**Trecho fornecido:**

Texto para a questão.
O Repertório e o Mercado
O repertório de obras de arte atualmente servido ao público está deteriorado. Grande é o número de artistas que finge ignorar este fato: esta
ignorância, verdadeira ou fingida, é crime. Em teatro, são criminosos os elencos cuja preocupação principal consiste em quitandeiramente
ganhar alguns cobres servindo aos apetites mais rasteiros das plateias tranquilas; são criminosos todos aqueles que servilmente ficam atentos à
última moda parisiense, ao último lançamento londrino, isto é, aqueles que renunciam à sua cidadania artística brasileira e se transformam em
repetidores da arte alheia; são criminosos aqueles que apresentam sempre e apenas visões róseas do mundo através de universos feéricos das
peças de boulevard, ou do psicologismo anglo-saxônico que tende a reduzir os mais graves problemas sociais e políticos a desajustes neuróticos
de uns poucos cidadãos.
São criminosos os fabricantes irresponsáveis de comedietas idiotas que, segundo a publicidade, “até parecem italianas." Estes são criminosos e
não são artistas porque arte é sempre a manifestação sensorial da verdade e não estará dizendo a verdade o artista que constantemente ignore
a guerra de genocídio do Vietnã, que ignore o lento assassinato pela fome de milhões de brasileiros no Norte, no Sul, no Centro, no Nordeste e
no Centro-Oeste—estas são verdades nacionais e humanas que nenhuma mensagem presidencial, por mais esperta que seja, fará esquecer.

**Questão 1:** Transcreva do texto sobre o repertório e o mercado a passagem que vai de "São criminosos os fabricantes" a "seja, fará esquecer.".
**Questão 2:**
Responda com base no texto sobre o repertório e o mercado:
(a) Em que estado se encontra o repertório de obras de arte atualmente servido ao público?
(b) Segundo a publicidade, com que as comedietas idiotas "até parecem"?
(c) Como o texto define a arte?

**Registros brutos:**
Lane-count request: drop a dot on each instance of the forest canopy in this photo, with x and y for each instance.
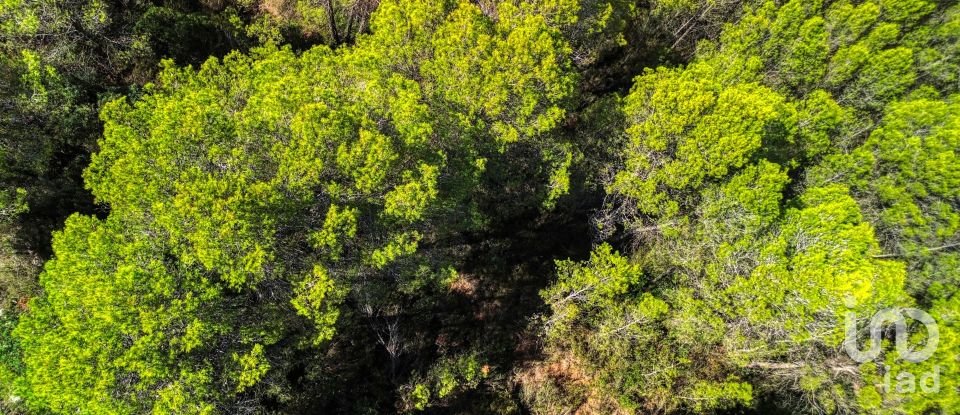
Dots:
(505, 207)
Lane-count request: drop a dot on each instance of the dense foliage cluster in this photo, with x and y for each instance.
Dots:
(549, 206)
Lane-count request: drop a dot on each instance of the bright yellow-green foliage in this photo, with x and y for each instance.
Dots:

**Resposta 1:**
São criminosos os fabricantes irresponsáveis de comedietas idiotas que, segundo a publicidade, “até parecem italianas." Estes são criminosos e
não são artistas porque arte é sempre a manifestação sensorial da verdade e não estará dizendo a verdade o artista que constantemente ignore
a guerra de genocídio do Vietnã, que ignore o lento assassinato pela fome de milhões de brasileiros no Norte, no Sul, no Centro, no Nordeste e
no Centro-Oeste—estas são verdades nacionais e humanas que nenhuma mensagem presidencial, por mais esperta que seja, fará esquecer.

**Resposta 2:**
(a) Deteriorado.
(b) Com comédias italianas: "até parecem italianas".
(c) Como a manifestação sensorial da verdade.